Task set:
**1)** In the piece on plain English, reproduce the passage starting at "It reverses all" and ending at "the same time.", substituting "Fintan Walsh" for "Walsh".
**2)** In the piece on plain English, what awards did the Plain English Campaign enter Fintan Walsh's writing for?
**3)** Summarize the piece on plain English in two sentences.

Document text:
********************

Some old Greek philosopher once said that when he finished writing an essay he read it carefully, and if any passage struck him as particularly well-written, he immediately crossed it out.
His logic was simple: if it appealed to his own vanity, it was probably pompous and over-written, and even though he lived two thousand years before Fowler, if he had been writing in English he would probably have agreed with his five axioms of clear writing:
- Prefer the familiar word to the unfamiliar
- Prefer the concrete word to the abstract
- Prefer the single word to the circumlocution
- Prefer the short word to the long
- Prefer the Saxon word to the Latinism
I’d add another one:
- Prefer the active mood to the passive.
If you wanted to write in the obscure and pompous language of government, banking, insurance, academics and art, you could almost take those five axioms and reverse them.
We had a great laugh yesterday at the waffle that Fintan Walsh wrote, which was so bad I sent it to the Plain English Campaign. They wrote back to ask me if it was a wind-up, and when I convinced them it wasn’t, they entered it for their annual Golden Bull Awards, given annually for the year’s best examples of gobbledygook.
It reverses all five of Fowler’s axioms
- Prefer the unfamiliar word to the familiar: positionality
- Prefer the abstract word to the concrete : the basis for a border-linking, border-sharing ethical relation
- Prefer the circumlocution to the single word: sacrificial modes of signification
- Prefer the long word to the short: relationality
- Prefer the Latinism to the Saxon: matrixial, fragilization
Walsh eventually ends up unconsciously creating a parody of a self-important academic, which is both funny and baffling at the same time.

********************

Extracted information:

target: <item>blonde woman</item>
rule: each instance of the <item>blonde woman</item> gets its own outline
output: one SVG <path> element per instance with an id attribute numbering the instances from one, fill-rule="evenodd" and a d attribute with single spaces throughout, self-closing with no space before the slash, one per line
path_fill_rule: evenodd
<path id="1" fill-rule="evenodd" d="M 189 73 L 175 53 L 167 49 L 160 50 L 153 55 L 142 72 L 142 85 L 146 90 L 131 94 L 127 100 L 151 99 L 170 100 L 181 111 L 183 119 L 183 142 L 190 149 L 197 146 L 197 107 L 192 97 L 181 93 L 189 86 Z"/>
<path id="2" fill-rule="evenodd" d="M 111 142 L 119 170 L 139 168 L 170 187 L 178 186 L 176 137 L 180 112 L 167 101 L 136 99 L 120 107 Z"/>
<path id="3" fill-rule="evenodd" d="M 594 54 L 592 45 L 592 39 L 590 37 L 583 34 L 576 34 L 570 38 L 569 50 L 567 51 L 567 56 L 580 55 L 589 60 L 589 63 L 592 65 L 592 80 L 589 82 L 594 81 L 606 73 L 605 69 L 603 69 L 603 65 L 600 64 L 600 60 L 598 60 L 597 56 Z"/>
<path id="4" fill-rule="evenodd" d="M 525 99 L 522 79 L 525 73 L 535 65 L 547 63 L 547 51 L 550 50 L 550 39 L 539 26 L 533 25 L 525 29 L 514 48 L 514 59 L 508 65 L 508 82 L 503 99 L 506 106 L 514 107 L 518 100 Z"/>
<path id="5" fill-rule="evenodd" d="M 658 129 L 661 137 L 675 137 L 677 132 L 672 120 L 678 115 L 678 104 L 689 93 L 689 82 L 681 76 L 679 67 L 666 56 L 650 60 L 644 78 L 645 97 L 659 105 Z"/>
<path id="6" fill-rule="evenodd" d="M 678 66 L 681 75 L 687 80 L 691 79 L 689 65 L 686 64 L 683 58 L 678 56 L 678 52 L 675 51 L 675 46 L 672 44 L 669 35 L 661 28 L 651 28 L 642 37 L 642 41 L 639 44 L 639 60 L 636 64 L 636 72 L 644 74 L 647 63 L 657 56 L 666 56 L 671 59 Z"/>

********************

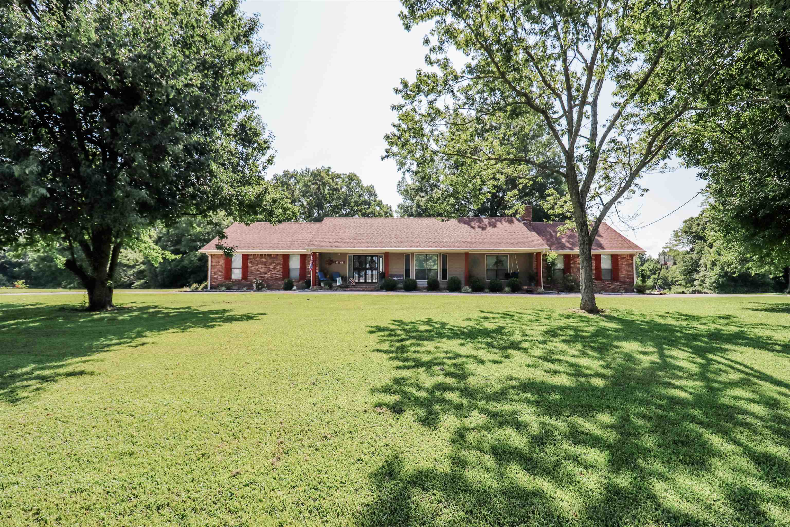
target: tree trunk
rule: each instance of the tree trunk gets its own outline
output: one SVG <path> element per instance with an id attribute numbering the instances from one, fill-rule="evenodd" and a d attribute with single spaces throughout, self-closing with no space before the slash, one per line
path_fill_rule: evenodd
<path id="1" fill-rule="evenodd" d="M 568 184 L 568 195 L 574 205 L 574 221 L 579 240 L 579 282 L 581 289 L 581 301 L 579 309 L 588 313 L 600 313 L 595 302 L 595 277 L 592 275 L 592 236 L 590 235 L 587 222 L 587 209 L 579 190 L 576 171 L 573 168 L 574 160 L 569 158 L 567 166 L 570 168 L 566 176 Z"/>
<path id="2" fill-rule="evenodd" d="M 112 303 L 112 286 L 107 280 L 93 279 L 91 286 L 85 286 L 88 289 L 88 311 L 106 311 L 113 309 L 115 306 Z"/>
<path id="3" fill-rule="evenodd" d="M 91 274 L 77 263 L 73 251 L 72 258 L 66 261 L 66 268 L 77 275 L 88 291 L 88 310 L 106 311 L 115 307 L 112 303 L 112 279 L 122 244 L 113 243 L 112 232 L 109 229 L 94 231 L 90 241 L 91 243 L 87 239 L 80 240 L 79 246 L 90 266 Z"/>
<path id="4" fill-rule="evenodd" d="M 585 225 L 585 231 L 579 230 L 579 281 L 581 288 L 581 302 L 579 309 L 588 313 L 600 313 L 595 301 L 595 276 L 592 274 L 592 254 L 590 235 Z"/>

********************

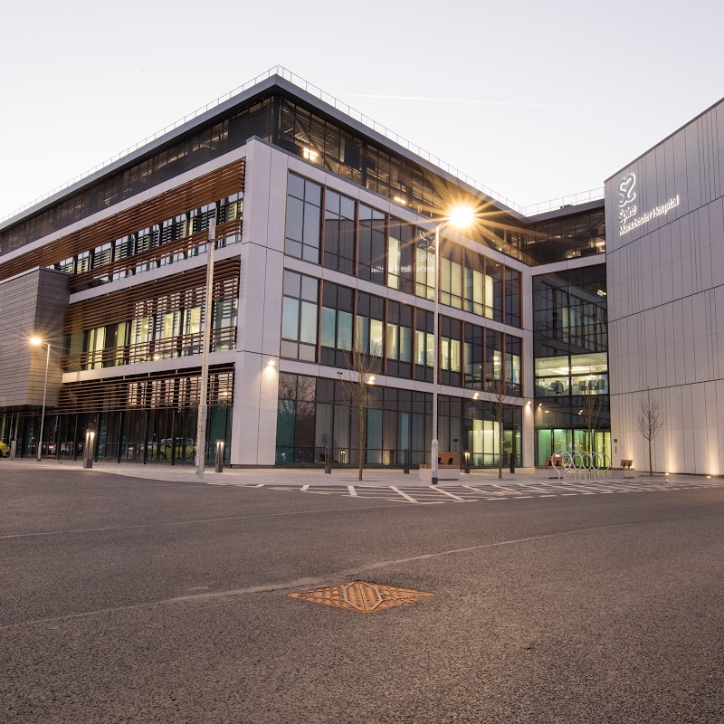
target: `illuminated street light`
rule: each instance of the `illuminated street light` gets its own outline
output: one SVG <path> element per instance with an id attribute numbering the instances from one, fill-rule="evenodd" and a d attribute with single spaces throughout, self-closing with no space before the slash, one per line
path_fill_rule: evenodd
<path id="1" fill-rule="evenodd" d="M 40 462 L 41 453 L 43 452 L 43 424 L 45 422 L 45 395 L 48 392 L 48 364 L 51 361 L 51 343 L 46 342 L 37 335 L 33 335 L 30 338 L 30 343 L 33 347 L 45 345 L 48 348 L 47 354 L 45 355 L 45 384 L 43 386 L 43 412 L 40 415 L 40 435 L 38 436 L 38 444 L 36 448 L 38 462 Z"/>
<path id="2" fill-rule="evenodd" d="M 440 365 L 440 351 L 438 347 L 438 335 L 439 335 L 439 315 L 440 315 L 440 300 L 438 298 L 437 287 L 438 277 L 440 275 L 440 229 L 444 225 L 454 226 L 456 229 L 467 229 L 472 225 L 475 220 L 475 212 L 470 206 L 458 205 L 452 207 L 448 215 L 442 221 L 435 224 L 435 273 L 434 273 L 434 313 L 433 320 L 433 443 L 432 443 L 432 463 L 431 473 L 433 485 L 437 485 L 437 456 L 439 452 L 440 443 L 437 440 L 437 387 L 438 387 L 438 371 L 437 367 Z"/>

********************

Task responses:
**1)**
It reverses all five of Fowler’s axioms
- Prefer the unfamiliar word to the familiar: positionality
- Prefer the abstract word to the concrete : the basis for a border-linking, border-sharing ethical relation
- Prefer the circumlocution to the single word: sacrificial modes of signification
- Prefer the long word to the short: relationality
- Prefer the Latinism to the Saxon: matrixial, fragilization
Fintan Walsh eventually ends up unconsciously creating a parody of a self-important academic, which is both funny and baffling at the same time.

**2)** Their annual Golden Bull Awards, given for the year's best examples of gobbledygook.

**3)** The piece recalls a Greek philosopher who crossed out any passage he found particularly well-written, and it lists Fowler's five axioms of clear writing, adding a sixth that prefers the active mood to the passive. It then describes how Fintan Walsh's writing was sent to the Plain English Campaign and entered for its Golden Bull Awards, and it shows how that writing reverses all five of Fowler's axioms.